DATA SUPPLIED:
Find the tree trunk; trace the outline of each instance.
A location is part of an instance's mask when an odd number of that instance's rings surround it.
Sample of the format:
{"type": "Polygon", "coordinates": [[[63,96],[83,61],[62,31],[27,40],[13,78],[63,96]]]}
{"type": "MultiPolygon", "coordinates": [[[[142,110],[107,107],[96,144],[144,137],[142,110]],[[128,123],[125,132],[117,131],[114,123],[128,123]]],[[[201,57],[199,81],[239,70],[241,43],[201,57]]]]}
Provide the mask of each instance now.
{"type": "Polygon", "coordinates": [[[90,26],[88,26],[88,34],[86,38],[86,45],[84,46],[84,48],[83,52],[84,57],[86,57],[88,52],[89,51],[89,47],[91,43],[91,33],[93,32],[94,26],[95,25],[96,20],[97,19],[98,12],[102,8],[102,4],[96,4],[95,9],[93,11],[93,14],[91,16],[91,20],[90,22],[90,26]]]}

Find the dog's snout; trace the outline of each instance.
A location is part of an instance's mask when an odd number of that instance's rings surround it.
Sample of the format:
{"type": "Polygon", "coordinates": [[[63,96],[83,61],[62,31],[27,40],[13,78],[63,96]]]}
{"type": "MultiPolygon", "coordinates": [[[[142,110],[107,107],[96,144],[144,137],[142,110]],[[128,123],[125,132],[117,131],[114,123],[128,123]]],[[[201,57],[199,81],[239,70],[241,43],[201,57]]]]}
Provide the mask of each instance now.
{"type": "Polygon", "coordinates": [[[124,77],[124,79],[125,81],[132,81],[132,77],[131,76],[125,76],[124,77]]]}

WORK INSTRUCTIONS: Render the listing above as a two-column CSV with the headers instruction and mask. Give every instruction its own row, placing its full text and the mask that follows it each in a single quoted field, with line breaks changed to spaces.

SOLUTION TO THIS EXERCISE:
instruction,mask
"Find the tree trunk; trace the outline of each instance. A location is part of an instance's mask when an odd number of that instance's rings surround it. Sample of the format: {""type"": ""Polygon"", ""coordinates"": [[[63,96],[83,61],[62,31],[27,40],[13,78],[63,96]]]} {""type"": ""MultiPolygon"", ""coordinates"": [[[[142,110],[107,107],[96,144],[144,137],[142,110]],[[128,123],[125,132],[117,131],[114,123],[128,123]]],[[[201,57],[199,81],[239,70],[241,43],[201,57]]]]} Provide the mask of each instance now.","{""type"": ""Polygon"", ""coordinates"": [[[90,26],[88,26],[88,34],[86,38],[86,45],[84,46],[84,48],[83,52],[84,57],[86,57],[88,52],[89,51],[89,47],[91,43],[91,33],[93,32],[94,26],[95,25],[96,20],[97,19],[98,12],[102,8],[102,4],[96,4],[95,9],[93,11],[93,14],[91,16],[91,20],[90,22],[90,26]]]}"
"Find the dog's snout; trace the outline of each instance. A location is part of an instance's mask when an odd number of that instance's rings surround it. Sample of the format: {""type"": ""Polygon"", ""coordinates"": [[[63,96],[83,61],[62,31],[27,40],[13,78],[63,96]]]} {""type"": ""MultiPolygon"", ""coordinates"": [[[[142,110],[107,107],[96,144],[144,137],[142,110]],[[128,123],[125,132],[117,131],[114,123],[128,123]]],[[[201,57],[199,81],[239,70],[241,43],[201,57]]]]} Provide the mask of each instance now.","{""type"": ""Polygon"", ""coordinates"": [[[124,77],[124,79],[125,81],[132,81],[132,77],[131,76],[125,76],[124,77]]]}"